- [TASK STATEMENT] Once you reach the line containing "of the nailhead" in the entries below, write out that line and each one after it down to the line containing "the dining chair", exactly and with nothing added.

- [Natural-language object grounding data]

<<<<

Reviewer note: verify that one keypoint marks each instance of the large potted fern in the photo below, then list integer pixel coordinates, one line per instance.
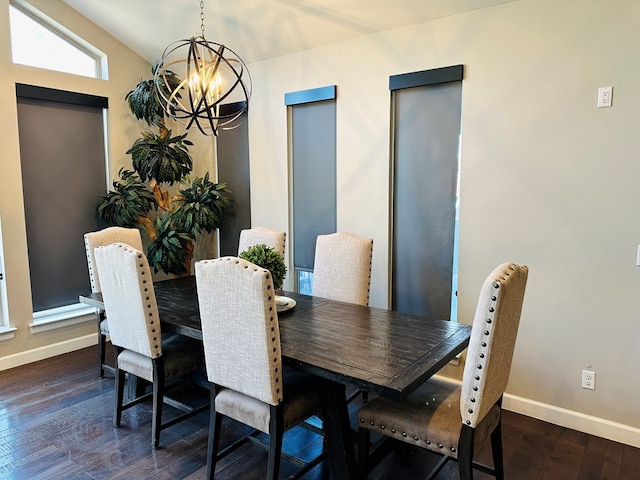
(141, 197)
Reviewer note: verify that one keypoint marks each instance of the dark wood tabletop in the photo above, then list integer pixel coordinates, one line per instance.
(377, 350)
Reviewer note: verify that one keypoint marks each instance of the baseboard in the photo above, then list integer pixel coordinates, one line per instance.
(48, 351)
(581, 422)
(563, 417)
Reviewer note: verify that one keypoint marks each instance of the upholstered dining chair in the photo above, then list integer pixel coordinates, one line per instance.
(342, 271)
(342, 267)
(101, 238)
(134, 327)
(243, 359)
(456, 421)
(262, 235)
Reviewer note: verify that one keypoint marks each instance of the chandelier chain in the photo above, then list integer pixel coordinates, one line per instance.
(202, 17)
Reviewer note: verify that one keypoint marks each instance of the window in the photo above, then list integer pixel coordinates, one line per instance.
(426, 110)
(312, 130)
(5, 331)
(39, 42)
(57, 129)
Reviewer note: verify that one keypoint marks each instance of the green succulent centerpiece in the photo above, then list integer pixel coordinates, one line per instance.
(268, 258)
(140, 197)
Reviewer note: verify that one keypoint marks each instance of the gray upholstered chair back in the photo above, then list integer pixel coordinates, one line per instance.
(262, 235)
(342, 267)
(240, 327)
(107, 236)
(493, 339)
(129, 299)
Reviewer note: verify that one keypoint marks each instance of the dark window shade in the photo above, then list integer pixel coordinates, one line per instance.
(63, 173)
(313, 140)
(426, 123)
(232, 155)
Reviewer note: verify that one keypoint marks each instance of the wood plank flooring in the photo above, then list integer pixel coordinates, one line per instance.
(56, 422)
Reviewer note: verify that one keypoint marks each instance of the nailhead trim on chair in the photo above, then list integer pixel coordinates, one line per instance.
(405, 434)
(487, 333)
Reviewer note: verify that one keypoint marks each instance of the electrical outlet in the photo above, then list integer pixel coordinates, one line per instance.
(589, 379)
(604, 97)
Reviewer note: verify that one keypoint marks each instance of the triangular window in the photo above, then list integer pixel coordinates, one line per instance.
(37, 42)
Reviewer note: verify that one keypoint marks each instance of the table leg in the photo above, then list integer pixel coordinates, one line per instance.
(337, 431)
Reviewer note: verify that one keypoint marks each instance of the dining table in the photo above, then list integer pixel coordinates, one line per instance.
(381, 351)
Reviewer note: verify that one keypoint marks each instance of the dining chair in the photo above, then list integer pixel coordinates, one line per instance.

>>>>
<<<<

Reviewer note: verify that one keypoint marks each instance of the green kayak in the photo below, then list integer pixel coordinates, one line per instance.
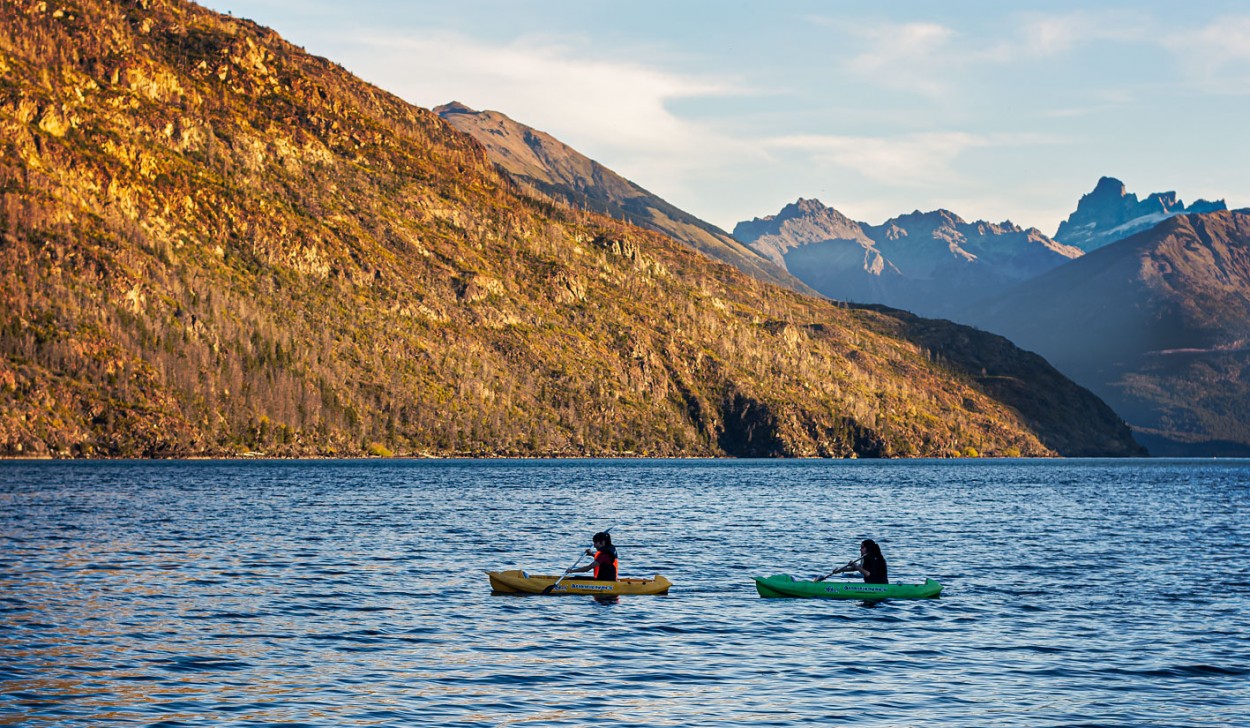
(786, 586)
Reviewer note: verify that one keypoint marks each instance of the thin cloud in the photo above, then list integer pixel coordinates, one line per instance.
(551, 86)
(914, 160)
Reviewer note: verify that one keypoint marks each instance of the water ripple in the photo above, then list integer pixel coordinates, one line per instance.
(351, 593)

>>>>
<<<<

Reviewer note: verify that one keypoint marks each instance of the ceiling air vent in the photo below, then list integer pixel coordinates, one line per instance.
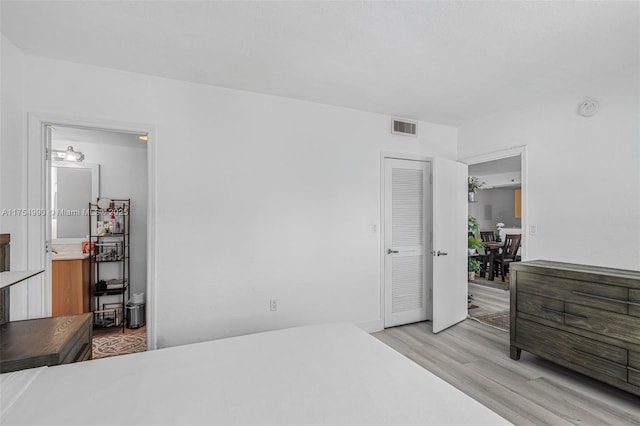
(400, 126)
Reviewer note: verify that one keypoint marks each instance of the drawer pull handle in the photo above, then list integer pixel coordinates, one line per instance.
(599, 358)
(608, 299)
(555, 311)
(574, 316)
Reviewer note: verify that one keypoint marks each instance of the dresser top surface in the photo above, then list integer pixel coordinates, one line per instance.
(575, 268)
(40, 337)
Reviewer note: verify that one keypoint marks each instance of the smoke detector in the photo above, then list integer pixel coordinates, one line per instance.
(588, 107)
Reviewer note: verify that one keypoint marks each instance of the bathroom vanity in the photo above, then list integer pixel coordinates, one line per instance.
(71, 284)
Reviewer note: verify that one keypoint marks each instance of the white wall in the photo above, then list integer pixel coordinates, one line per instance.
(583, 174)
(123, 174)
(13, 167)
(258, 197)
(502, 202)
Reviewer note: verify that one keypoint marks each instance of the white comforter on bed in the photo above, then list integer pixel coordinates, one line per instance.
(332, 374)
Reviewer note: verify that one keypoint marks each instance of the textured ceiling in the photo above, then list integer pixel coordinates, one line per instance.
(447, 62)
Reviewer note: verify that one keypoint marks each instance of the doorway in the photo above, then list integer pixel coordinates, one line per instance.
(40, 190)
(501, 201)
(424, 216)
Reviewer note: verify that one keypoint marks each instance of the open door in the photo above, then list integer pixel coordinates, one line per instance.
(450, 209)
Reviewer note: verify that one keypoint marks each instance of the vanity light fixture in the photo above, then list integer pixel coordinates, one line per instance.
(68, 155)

>>>>

- [SOLUTION BELOW]
Reviewer note: verify that one keypoint marks each instance of the nailhead trim on chair in the photo above, then list integer pixel coordinates, one line per instance.
(405, 434)
(487, 333)
Reviewer note: verify that one keypoint marks each instance of the electrical outlet in the photo above, then list integer pixel coordinates, one line per instance.
(589, 379)
(604, 97)
Reviewer note: verify that one keypoint marks each instance of the triangular window in the photo above, then list integer pixel coordinates, one line per instance.
(37, 42)
Reviewer note: verify that one keypoint marks each instance of the table leg in the photo above, then list integer pixel coordinates, one line per instance.
(337, 431)
Reviewer note: verify that one keypoint marks each instance of the dining table in the photo above, then list integer pixel coordinates, one line per instance.
(381, 351)
Reviewer note: verify that one keypoint marks each instance of the dining chair in the photo above, then list integer pixel coordinates, one line per instance.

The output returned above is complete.